====== GIVEN INFORMATION ======

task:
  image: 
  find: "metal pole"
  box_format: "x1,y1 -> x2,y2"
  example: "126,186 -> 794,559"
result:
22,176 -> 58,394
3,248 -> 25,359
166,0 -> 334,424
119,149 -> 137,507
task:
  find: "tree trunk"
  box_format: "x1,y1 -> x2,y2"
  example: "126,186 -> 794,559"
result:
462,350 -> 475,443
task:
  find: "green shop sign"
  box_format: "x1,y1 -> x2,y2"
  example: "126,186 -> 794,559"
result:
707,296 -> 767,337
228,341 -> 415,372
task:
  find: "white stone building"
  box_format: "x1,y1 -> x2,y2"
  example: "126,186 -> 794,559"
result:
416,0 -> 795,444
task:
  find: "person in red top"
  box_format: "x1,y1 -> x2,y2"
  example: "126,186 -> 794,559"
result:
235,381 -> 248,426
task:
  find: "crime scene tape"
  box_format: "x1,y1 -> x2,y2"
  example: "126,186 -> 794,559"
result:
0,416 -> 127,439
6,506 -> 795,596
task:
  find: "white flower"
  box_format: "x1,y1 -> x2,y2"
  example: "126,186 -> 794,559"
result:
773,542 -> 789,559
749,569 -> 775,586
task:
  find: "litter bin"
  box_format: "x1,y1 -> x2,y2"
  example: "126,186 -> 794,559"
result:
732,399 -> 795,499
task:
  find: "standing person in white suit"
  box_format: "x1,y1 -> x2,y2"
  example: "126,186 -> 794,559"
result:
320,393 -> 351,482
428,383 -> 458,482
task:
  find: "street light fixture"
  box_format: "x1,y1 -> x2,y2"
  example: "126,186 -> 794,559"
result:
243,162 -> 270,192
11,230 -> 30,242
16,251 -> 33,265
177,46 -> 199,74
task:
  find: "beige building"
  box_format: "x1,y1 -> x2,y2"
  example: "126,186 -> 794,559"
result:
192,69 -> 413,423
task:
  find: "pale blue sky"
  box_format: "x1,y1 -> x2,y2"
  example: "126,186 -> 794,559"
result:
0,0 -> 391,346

======

- [PROBLEM REQUIREMENTS]: Copy these records verbatim.

- [RESULT OF THIS EXERCISE]:
task:
  image: 
  find: "metal pole"
  box_format: "x1,y1 -> x2,y2"
  example: "126,186 -> 794,559"
result:
22,176 -> 58,394
3,248 -> 25,359
166,0 -> 334,424
119,149 -> 137,507
task:
  find: "tree trunk"
  box_format: "x1,y1 -> x2,y2"
  example: "126,186 -> 794,559"
result:
462,350 -> 475,443
task:
  find: "green shop sign"
  box_format: "x1,y1 -> x2,y2"
  example: "126,186 -> 794,559"
result:
707,296 -> 767,337
228,341 -> 415,372
task:
  find: "white stone building"
  box_format: "x1,y1 -> x2,y2"
  example: "126,186 -> 794,559"
result:
416,0 -> 795,444
task:
  find: "person in red top"
  box_format: "x1,y1 -> x2,y2"
  example: "126,186 -> 794,559"
result:
235,381 -> 248,426
task:
  find: "crime scene tape"
  box_format: "x1,y1 -> x2,y2"
  example: "126,186 -> 794,559"
result:
0,416 -> 127,439
6,506 -> 795,596
task:
  find: "white flower"
  box_format: "x1,y1 -> x2,y2"
  example: "126,186 -> 794,559"
result:
773,542 -> 789,559
749,569 -> 775,586
task:
  find: "litter bin"
  box_format: "x1,y1 -> x2,y2"
  example: "126,186 -> 794,559"
result:
732,399 -> 795,499
task:
  find: "standing person in white suit"
  box_format: "x1,y1 -> x2,y2"
  example: "126,186 -> 794,559"
result:
320,393 -> 351,482
428,383 -> 458,482
task:
  find: "street light fixture"
  box_format: "x1,y1 -> x2,y2"
  example: "126,186 -> 794,559"
result:
243,162 -> 270,192
11,230 -> 30,242
16,251 -> 33,265
177,46 -> 199,74
task:
  find: "beige building"
  box_format: "x1,y1 -> x2,y2"
  example: "126,186 -> 794,559"
result:
192,69 -> 413,423
task:
  find: "pale blue sky"
  box_format: "x1,y1 -> x2,y2"
  example: "126,186 -> 794,559"
result:
0,0 -> 391,346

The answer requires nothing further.